[START]

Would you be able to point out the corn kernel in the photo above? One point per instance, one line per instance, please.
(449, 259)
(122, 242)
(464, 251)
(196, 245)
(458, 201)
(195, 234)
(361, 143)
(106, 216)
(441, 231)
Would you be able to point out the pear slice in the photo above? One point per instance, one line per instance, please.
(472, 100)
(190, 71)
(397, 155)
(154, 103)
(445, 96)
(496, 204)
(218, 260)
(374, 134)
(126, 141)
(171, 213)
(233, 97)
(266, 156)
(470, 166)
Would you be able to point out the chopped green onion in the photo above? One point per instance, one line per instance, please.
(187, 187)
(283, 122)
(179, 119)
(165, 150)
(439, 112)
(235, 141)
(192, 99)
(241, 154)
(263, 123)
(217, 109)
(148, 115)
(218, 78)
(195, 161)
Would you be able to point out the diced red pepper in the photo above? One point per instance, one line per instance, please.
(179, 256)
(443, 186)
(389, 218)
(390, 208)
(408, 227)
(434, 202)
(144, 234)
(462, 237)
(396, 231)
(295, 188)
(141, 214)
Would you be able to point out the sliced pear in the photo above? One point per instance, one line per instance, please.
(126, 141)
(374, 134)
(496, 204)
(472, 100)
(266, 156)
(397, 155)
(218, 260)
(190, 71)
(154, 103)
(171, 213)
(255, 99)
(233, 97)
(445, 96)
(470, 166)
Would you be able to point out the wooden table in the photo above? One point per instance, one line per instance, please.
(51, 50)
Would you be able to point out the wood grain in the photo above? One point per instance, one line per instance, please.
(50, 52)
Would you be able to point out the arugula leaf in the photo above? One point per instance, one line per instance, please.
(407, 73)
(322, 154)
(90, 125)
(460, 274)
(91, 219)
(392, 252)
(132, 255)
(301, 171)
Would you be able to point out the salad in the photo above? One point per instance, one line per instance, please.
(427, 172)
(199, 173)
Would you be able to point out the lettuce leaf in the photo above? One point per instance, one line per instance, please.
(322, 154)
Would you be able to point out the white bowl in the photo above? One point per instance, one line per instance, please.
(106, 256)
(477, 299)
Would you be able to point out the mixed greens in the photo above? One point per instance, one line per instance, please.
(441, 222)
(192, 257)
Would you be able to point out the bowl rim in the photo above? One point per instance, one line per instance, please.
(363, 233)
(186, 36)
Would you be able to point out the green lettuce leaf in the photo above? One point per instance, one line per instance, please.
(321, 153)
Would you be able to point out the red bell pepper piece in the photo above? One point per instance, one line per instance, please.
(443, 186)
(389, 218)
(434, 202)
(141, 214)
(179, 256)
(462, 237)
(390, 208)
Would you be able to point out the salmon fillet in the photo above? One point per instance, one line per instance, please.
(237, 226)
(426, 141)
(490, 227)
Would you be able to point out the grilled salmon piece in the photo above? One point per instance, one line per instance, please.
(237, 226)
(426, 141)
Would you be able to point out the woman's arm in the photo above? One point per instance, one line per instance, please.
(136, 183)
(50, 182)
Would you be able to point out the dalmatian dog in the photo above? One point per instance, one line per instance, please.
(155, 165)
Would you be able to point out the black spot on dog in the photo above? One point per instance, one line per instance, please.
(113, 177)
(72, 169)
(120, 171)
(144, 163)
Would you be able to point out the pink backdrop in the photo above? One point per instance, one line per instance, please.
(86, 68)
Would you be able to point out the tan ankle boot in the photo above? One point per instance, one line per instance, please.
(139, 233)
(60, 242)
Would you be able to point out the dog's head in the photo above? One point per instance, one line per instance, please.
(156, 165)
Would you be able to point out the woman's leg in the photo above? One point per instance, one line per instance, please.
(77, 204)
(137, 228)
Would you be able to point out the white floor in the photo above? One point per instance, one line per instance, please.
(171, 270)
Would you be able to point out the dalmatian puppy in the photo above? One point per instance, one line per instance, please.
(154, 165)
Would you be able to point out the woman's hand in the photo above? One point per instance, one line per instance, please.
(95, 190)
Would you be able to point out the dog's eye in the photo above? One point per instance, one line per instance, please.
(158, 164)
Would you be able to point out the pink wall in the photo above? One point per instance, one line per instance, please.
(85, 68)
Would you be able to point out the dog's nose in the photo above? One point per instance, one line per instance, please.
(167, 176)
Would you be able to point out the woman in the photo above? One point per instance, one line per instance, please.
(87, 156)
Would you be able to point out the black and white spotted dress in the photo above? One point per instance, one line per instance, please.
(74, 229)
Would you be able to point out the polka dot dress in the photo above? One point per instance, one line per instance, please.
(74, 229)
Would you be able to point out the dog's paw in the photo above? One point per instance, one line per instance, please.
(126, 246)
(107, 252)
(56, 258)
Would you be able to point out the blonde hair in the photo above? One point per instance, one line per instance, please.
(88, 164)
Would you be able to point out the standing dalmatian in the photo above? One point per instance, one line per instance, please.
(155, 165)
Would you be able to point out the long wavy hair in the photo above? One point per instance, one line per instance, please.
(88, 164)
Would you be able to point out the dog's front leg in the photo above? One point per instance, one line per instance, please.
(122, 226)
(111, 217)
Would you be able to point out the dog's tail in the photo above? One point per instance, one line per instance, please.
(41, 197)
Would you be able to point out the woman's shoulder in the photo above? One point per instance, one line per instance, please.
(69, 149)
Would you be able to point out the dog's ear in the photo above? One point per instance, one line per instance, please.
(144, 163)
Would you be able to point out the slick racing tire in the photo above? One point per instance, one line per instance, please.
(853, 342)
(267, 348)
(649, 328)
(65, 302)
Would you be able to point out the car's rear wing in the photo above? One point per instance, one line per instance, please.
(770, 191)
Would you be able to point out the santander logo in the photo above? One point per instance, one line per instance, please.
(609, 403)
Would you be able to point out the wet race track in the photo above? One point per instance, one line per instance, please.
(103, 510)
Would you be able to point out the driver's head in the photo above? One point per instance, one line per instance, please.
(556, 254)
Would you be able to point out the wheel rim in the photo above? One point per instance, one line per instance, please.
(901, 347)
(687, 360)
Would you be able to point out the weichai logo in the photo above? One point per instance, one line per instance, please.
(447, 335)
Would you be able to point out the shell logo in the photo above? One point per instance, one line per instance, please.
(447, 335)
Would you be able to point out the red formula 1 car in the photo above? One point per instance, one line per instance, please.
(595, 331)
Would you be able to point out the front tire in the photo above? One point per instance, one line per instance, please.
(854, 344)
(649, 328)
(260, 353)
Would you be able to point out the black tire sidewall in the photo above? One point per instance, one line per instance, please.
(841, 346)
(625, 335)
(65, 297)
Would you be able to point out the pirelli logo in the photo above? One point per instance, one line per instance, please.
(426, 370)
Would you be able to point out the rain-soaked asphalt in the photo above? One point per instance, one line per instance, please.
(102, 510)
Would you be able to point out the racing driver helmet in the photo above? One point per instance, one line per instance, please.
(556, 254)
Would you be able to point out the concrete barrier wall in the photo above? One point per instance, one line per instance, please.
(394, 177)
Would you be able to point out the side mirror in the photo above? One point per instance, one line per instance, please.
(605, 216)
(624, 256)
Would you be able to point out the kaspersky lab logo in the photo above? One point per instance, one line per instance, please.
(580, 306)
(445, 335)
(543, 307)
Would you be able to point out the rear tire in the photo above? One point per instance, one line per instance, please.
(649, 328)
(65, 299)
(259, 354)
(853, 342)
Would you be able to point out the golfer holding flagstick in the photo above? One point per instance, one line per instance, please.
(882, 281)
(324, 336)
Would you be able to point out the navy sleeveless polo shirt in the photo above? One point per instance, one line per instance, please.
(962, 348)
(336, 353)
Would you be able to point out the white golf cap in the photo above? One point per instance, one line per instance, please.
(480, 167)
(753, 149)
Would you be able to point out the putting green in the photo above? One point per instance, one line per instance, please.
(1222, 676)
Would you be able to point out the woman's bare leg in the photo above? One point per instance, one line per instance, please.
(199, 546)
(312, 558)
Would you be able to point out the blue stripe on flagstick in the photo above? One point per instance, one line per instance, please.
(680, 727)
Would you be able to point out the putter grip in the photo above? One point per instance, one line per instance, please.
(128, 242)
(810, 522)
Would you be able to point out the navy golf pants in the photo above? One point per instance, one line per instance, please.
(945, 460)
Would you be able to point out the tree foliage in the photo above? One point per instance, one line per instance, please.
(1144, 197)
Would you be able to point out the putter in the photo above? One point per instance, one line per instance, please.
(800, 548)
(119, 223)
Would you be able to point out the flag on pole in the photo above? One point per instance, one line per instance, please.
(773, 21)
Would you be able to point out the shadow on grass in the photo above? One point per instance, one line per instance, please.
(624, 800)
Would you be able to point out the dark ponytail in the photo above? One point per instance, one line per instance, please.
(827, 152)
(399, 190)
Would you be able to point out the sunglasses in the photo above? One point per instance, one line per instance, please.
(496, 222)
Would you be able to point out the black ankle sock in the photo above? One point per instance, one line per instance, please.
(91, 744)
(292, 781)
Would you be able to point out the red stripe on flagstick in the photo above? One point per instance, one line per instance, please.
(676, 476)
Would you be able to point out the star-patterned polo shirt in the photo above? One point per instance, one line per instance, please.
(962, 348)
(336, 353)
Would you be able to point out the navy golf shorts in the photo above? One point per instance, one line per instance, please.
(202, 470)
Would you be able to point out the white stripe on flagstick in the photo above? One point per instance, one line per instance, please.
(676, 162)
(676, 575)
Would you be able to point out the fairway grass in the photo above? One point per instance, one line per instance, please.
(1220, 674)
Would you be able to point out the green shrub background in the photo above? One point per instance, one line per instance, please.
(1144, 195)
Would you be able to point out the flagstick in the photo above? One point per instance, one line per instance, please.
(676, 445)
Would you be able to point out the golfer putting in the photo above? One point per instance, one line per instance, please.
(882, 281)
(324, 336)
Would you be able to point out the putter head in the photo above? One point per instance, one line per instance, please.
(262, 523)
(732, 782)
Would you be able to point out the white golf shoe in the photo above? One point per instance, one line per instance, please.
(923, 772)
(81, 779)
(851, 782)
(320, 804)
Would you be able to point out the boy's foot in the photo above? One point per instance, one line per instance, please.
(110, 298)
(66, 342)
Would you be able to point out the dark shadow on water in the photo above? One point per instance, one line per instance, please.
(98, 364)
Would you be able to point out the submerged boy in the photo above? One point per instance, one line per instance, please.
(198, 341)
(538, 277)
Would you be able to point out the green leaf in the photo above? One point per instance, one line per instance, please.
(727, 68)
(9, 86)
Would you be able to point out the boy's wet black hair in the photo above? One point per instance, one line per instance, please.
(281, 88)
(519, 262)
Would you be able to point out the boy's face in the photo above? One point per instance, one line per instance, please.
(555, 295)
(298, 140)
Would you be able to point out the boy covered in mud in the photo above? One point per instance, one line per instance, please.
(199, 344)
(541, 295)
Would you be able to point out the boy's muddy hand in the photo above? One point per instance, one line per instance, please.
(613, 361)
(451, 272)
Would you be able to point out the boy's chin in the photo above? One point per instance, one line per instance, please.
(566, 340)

[END]

Copy only this span: the line that contains "Would you be able to point out the golfer putting", the last line, and every line between them.

## Result of this exercise
Would you be able to point out the golfer putting in the photo above? One point per instance, one line per instance, please.
(882, 281)
(324, 336)
Would you be able to point out the putter head in the photo above? One point per instance, one line per instance, please.
(262, 523)
(732, 782)
Would you be able to point out the white golf shoe in the photo above? One point per instance, one line per instance, please.
(923, 772)
(81, 779)
(851, 782)
(320, 804)
Would you be able to point out the boy's foot in the photo above? One point per instance, one line per instance, please.
(110, 298)
(66, 342)
Would you be able to point out the dark shadow on water in the photo above? One point per instance, one line per instance, please.
(98, 364)
Would you be able to point out the submerged boy in the photo above? One point per instance, one line per instance, please.
(198, 341)
(538, 277)
Would you be able to point out the green leaf in the photo above? One point per instance, one line per instance, please.
(727, 68)
(9, 86)
Would you be able to point out the boy's wet black hair in the photo above? One point per instance, one line per instance, please.
(281, 88)
(519, 262)
Would you be able to point out the boy's face in the photo above? One point per instance, one line per instance, please.
(555, 295)
(298, 140)
Would you be able to point out the boy covered in mud in the photo above? One point per instance, one line per instance, please.
(199, 344)
(541, 295)
Would you be able to point out the boy's muddy hand in the photo above? One point per instance, one line per instance, please.
(613, 361)
(451, 272)
Would you be able to point out the boy's chin in the photo above? One point per instance, one line per instance, please.
(566, 340)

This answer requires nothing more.